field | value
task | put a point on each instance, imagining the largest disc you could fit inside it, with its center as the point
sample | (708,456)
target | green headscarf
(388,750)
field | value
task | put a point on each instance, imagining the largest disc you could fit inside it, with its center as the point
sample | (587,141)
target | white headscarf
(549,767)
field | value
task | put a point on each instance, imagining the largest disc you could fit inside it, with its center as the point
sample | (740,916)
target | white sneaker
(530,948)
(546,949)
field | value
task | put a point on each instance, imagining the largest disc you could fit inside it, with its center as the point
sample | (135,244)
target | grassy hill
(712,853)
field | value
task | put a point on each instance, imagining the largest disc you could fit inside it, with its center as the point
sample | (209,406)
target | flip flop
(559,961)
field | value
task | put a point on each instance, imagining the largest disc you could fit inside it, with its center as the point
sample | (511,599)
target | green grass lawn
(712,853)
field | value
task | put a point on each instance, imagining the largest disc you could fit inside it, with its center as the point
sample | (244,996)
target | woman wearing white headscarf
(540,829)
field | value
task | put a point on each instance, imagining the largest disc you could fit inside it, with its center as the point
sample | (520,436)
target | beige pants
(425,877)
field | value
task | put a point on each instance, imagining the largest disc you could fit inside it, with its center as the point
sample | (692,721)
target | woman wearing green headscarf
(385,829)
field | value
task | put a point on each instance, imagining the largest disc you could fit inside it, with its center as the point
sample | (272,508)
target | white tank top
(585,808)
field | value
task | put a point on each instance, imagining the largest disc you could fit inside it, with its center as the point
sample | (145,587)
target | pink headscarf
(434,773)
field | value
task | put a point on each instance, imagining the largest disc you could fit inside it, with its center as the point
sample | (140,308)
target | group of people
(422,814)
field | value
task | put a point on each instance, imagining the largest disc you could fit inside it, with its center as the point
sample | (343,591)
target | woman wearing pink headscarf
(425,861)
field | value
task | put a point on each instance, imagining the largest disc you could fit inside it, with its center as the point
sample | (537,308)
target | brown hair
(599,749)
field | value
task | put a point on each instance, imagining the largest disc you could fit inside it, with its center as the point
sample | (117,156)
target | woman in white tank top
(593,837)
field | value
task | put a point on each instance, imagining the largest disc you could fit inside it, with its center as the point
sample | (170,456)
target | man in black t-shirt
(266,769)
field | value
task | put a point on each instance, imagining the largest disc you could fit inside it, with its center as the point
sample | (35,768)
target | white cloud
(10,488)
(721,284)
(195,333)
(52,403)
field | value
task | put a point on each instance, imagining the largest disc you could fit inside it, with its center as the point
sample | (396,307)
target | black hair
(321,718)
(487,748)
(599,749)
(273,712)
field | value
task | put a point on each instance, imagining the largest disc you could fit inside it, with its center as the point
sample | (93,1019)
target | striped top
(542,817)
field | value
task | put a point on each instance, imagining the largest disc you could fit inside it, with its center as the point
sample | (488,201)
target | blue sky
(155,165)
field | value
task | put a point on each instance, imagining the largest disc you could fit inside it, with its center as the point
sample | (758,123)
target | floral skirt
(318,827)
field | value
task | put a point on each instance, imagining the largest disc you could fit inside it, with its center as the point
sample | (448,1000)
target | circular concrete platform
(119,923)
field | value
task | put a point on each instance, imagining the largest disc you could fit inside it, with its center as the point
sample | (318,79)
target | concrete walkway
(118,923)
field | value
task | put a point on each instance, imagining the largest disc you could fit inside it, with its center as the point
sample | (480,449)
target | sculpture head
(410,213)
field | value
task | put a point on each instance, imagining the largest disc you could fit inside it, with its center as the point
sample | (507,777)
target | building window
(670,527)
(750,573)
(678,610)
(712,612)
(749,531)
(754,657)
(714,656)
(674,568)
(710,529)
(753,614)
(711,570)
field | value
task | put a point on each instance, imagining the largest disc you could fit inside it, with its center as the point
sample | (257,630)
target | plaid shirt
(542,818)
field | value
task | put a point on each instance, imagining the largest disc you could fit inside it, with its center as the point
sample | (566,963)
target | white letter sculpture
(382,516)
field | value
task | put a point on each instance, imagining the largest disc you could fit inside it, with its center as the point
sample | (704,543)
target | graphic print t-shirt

————————

THE REQUEST ▸ Set down all of the records shown above once more, exactly.

THE SOLUTION ▸
field | value
task | put a point on each instance, imagining the largest disc you could fit inside it, with its center as the point
sample | (708,456)
target | green headscarf
(388,750)
field | value
task | put a point on each instance, imagining the largest disc you could fit inside it, with its center as the point
sample | (587,141)
target | white headscarf
(549,767)
field | value
task | put a point on each instance, imagining the largest disc you could fit inside it, with its center as the point
sample | (740,916)
target | white sneaker
(530,948)
(546,949)
field | value
task | put a point on each instance, imagining the largest disc you could fit inside it, with its center as the point
sample | (135,244)
target | grassy hill
(712,853)
field | value
task | put a point on each instance, imagining the largest disc you could fit inside it, with its center as the point
sample | (209,406)
target | flip flop
(559,961)
field | value
task | put a point on each instance, imagining the largest disc you could fit inside it, with its center as the point
sample | (511,599)
target | green grass lawn
(712,853)
field | value
task | put a point on each instance, imagining the largest disc you could fit inside it, with its center as the point
sample | (244,996)
target | woman wearing white headscarf
(540,829)
field | value
task | put a point on each instance, imagining the largest disc you could fit inside it, with its center as the point
sample | (520,436)
target | beige pants
(425,877)
field | value
task | put a point on each instance, imagining the largest disc you could fit inside it, with its center as the point
sample | (692,721)
target | woman wearing green headscarf
(385,829)
field | value
task | put a point on each instance, imagining the largest disc you could fit inside it, with its center as the point
sample | (272,508)
target | white tank top
(585,808)
field | value
task | put a point on each instance, imagining the largest disc you could fit inside it, with its center as the point
sample | (145,587)
target | pink headscarf
(434,773)
field | value
task | put a point on each instance, imagining the largest disc you could fit inside it, with its center as the point
sample | (140,308)
target | group of people
(422,814)
field | value
task | put a point on each instance, imagining the largest disc you could fit inside it, with its center as the point
sample | (343,591)
target | woman wearing pink headscarf
(425,861)
field | value
task | put a point on each instance, imagining the largest disc you could fit inside it, with its center as the point
sample | (537,308)
target | brown hair
(599,749)
field | value
task | put a point on each instance, imagining the largest disc you could fit inside it, with its center as the point
sample | (117,156)
target | woman in white tank top
(593,837)
field | value
task | put a point on each instance, imagining the largest disc you could fit inside it, with its center as the point
sample | (170,456)
target | man in black t-shirt
(266,769)
field | value
task | put a point on each instance, imagining the largest disc you could fit inside it, with its center as the point
sample | (35,768)
target | white cloud
(10,488)
(721,284)
(195,333)
(52,403)
field | value
task | put a point on each instance, imagining the largest disc you could fit inside it, with its center as the point
sample | (396,307)
target | black hair
(321,718)
(487,748)
(599,749)
(273,712)
field | value
task | put a point on each instance, imagining the largest disc you could fit inside it, with its center as the point
sample | (93,1019)
target | striped top
(542,817)
field | value
task | put a point on each instance, imagining the largest disc you could fit inside it, with its center as the point
sample | (488,201)
target | blue sky
(155,165)
field | value
task | put a point on each instance, imagining the largest disc you could fit inside it, with its center as the point
sample | (758,123)
target | floral skirt
(318,827)
field | value
task | put a point on each instance, imagining the largest disc you could fit inside it, with its center as the point
sample | (448,1000)
target | circular concrete platform
(119,923)
field | value
task | put a point on each instance, imagining the largest disc you could fit inside it, with its center as the point
sample | (318,79)
target | concrete walkway
(118,923)
field | value
task | put a point on each instance, imagining the largest disc you could fit inside it, with its center as the point
sample | (480,449)
target | sculpture head
(410,213)
field | value
task | put a point on each instance, imagining the largest disc you could fit inside it, with its center as the point
sample | (507,777)
target | building window
(670,527)
(750,573)
(678,610)
(712,612)
(749,531)
(754,657)
(714,656)
(674,568)
(710,529)
(753,614)
(711,570)
field | value
task | put a point on each instance, imagining the largest disc you could fit inside it, with its center as the point
sample | (257,630)
target | plaid shirt
(542,818)
field | value
task | put a point on each instance, imagining the largest disc you could fit inside it, with its center as the point
sample | (566,963)
target | white letter sculpture
(382,516)
field | value
task | put a point on each instance, imagining the largest disc you could fit inside it, with its center as the point
sample | (704,543)
target | graphic print t-shirt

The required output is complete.